Decide whether each statement below agrees with the parliamentary debate excerpt. Answer yes or no for each, quoting the deciding words of the excerpt exactly. (a) Succeeding in global markets requires more than matching competitors' prices. (b) The first speaker understands why the Government are not accepting the amendments. (c) Baroness Blower has added her name to Amendment 17.

> **Text section**:
== Segment start ==
Succeeding in global markets today demands more than matching your competitors’ prices. It means setting fresh standards of product quality and providing unparalleled levels of customer service. That can be done only by adopting world-class ways of working and by treating your workforce with respect for the standards set by ILO conventions. For the life of me —I mentioned this when I last spoke in this Committee—I do not understand why the Government are not accepting these amendments, unless they have an entirely different deregulated, low-labour-standards, low-tax, Singapore-on-Thames agenda for Britain. So I hope that the Minister will reassure us on that point when he replies.

Baroness Blower Portrait Baroness Blower (Lab) [V]
- Hansard - - - Excerpts

My Lords, I am pleased to speak on Amendment 17, to which I have added my name.
== Segment end ==
> **Data excerpts**:
== Segment start ==
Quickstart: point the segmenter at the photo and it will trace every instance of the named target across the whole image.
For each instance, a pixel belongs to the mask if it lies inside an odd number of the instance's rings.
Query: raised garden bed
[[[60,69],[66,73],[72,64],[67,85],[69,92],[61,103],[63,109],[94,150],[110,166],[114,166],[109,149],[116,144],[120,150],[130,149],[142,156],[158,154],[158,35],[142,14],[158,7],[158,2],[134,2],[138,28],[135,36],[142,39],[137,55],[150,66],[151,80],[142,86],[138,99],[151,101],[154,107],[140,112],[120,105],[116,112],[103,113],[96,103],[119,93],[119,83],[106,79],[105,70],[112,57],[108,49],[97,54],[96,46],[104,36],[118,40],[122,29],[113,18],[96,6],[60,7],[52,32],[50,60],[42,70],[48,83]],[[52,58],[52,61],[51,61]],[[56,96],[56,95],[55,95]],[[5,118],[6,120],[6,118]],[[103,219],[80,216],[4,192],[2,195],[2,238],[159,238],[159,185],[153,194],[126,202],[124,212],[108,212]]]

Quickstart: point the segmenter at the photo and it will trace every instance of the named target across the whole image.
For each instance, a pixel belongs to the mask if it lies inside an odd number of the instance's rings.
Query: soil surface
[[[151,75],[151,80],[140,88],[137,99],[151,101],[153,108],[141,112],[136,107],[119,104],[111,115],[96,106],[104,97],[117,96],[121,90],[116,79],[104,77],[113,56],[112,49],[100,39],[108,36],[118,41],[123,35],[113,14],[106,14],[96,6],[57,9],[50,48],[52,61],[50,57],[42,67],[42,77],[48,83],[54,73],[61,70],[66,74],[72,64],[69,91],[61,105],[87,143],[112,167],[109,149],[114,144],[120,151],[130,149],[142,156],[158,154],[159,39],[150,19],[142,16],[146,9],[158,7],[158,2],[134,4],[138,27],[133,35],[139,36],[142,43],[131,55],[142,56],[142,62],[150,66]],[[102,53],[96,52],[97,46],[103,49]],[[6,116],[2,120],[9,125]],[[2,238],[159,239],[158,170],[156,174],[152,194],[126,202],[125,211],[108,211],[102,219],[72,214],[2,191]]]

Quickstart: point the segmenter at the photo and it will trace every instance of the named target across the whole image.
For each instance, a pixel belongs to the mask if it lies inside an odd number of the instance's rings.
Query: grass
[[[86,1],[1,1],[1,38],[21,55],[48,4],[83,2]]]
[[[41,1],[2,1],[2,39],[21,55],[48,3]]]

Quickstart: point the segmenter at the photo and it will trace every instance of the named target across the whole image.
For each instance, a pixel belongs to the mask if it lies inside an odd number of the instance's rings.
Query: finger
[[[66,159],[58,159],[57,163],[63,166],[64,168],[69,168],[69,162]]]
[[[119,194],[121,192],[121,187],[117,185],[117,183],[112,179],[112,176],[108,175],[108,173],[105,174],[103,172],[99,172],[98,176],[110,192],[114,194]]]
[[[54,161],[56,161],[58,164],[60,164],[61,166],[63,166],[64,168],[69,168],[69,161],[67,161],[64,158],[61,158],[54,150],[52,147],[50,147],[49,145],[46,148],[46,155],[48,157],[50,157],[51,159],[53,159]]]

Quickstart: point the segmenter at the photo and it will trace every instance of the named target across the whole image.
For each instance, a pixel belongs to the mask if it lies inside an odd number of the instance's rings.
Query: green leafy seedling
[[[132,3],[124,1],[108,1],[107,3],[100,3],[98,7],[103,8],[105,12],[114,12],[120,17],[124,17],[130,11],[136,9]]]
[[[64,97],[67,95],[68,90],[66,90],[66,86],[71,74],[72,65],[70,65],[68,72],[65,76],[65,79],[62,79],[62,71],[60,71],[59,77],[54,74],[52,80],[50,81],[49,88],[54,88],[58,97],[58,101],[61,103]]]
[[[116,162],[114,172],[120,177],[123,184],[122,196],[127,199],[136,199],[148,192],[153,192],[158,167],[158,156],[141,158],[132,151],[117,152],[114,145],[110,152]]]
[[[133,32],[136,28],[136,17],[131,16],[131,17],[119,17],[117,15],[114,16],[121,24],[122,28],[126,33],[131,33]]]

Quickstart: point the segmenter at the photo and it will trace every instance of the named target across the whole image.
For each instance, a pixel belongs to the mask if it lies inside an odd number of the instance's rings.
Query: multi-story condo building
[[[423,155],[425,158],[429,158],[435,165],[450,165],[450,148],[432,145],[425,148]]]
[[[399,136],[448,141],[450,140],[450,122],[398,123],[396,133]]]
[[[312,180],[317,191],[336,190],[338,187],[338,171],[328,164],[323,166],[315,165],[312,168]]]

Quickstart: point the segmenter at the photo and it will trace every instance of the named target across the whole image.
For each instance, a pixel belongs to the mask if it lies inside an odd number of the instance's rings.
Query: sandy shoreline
== Segment end ==
> **Result**:
(a) Yes: "Succeeding in global markets today demands more than matching your competitors’ prices."
(b) No: "I do not understand why the Government are not accepting these amendments"
(c) Yes: "I am pleased to speak on Amendment 17, to which I have added my name."